» To-do list:
1. Answer these from the essay on names, one line each:
(a) What is the correct form of address for the President of the United States?
(b) What is the name of the Boy in Black's brother?
(c) What game did the Boy in Black play with his brother?
2. Revise the part of the essay on names that opens with the words containing "In many aboriginal" and closes with "modern liturgical practice.", putting "sacred name" wherever "Tetragrammaton" occurs.

» Extract to read:
---

In many aboriginal cultures one does not address a person by name. To do so is more than disrespectful; addressing a person by name indicates an attempt to gain spiritual power over the person. Even today in some major religions one does not presume to affix a name to the Creator of the world. For instance, the Tetragrammaton ( )--the four-letter (thus "tetra"-"gram") name of the Creator in the Hebrew Bible--is never intoned, at least in most Jewish tradition. Recent proclamations by Roman Catholic and mainline Protestant leaders have restricted or eliminated the now-declining tradition of transliterating the Tetragrammaton and providing an English pronunciation. Speaking the revealed name of the Creator from the Christian pulpit was a common weekly event not too long ago, but is becoming all but unthinkable in modern liturgical practice.
The custom of addressing certain high-ranking persons by title rather than by name is maintained even today. One does not address the President of the United States as "Mr. Obama" or even "President Obama". The correct form of address is "Mr. President". Likewise, one does not address Cardinal Marc Ouellet of Québec as "Cardinal Ouellet". The correct form of address is "Your Eminence" (or, in his native language, "Votre Éminence").
No power spiritual or temporal, physical or mystical, would gain ascendency over the Boy in Black. Such were the rules, rigorously enforced by the Protector. The Boy in Black would never, ever have a name.
By Any Other Name Would Smell as Sweet
A person's name is the sweetest word that person can hear. Psychologists and human resource managers and professional interviewers know the best way to gain a person's confidence is to address her by name and to refer to her name in a complimentary manner. "Pleased to meet you, Susan. My brother named his daughter 'Susan'. It's a beautiful name." Susan has just made a friend for life, and the person addressing her in this way knows it.
If we do not hear our name intoned in friendship and respect, some other acknowledgment of who we are must take the place of verbal address. In this respect the BIB was more than fortunate. The person who raised him, the woman he knew as Mother, made him the centre of her life. His brother, Jacob, had second place in her heart, and everyone knew it, most of all the BIB. While Jacob performed chores around the cave, the BIB was out exploring, investigating, trying to make sense of the world. Whenever he had questions, Mother was there to answer them. She favoured him with time, affection, and every resource available to her. His domination of the world around him was confirmed in every action he took, even in the game of senet he played with his brother.
BOY IN BLACK: You can’t do that, Jacob.
JACOB: Why not?
BOY IN BLACK: Because it's against the rules.
JACOB: You made the rules.
BOY IN BLACK: I found it.
One day the BIB would make all the rules, and they would bind Jacob no less than anyone else. Everything was proceeding according to the Protector's plan, and everything was happening according to the BIB's pleasure.
Honour Thy Mother and Father
I am my daughter's father. I am my wife's husband. I am my father's son.
We establish our identity in any number of ways: Our name, the work we do, the place we inhabit. But probably the most important means by which we establish identity is through relationship. If I am not my son's father, my wife's husband, or my mother's son, who am I? If these relationships are taken away I have no means of orienting myself in this world. The mandate to "honour thy father and mother" is one of the greatest of the commandments because it is a directive aimed at establishing identity. This single commandment gives purpose, priority, and place to three living human beings: The daughter or son, the mother, and the father. To disrespect mother or father is to disrespect oneself, and to disrespect--even remove--one's place and priority in this world.

---

» Items:
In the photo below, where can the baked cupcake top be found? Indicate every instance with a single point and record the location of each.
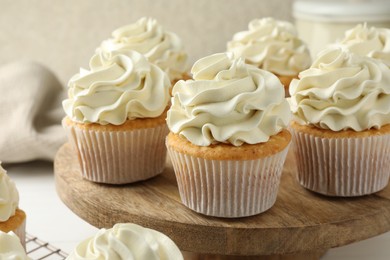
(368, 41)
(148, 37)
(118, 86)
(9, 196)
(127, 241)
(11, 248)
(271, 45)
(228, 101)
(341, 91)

---

» Solved tasks:
1.
(a) "Mr. President"
(b) Jacob
(c) Senet

2.
In many aboriginal cultures one does not address a person by name. To do so is more than disrespectful; addressing a person by name indicates an attempt to gain spiritual power over the person. Even today in some major religions one does not presume to affix a name to the Creator of the world. For instance, the sacred name ( )--the four-letter (thus "tetra"-"gram") name of the Creator in the Hebrew Bible--is never intoned, at least in most Jewish tradition. Recent proclamations by Roman Catholic and mainline Protestant leaders have restricted or eliminated the now-declining tradition of transliterating the sacred name and providing an English pronunciation. Speaking the revealed name of the Creator from the Christian pulpit was a common weekly event not too long ago, but is becoming all but unthinkable in modern liturgical practice.